> **Request**: Copy word for word the stretch of the items below that runs from the line containing "Can you find the oven" through the last line of the items.

> **Records shown**:
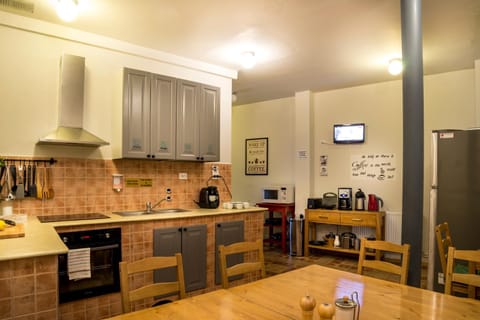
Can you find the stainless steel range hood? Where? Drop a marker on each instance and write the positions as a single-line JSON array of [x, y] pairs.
[[70, 117]]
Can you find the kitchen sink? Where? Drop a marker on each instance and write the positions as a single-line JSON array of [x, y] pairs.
[[154, 211]]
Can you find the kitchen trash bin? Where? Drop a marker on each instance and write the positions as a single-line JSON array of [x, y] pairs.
[[295, 235]]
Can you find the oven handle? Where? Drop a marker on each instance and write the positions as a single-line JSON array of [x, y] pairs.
[[111, 246]]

> **Answer to this task**:
Can you find the oven handle? Where? Drop a marker on each instance and write the positions as a single-line JSON array of [x, y] pairs.
[[111, 246]]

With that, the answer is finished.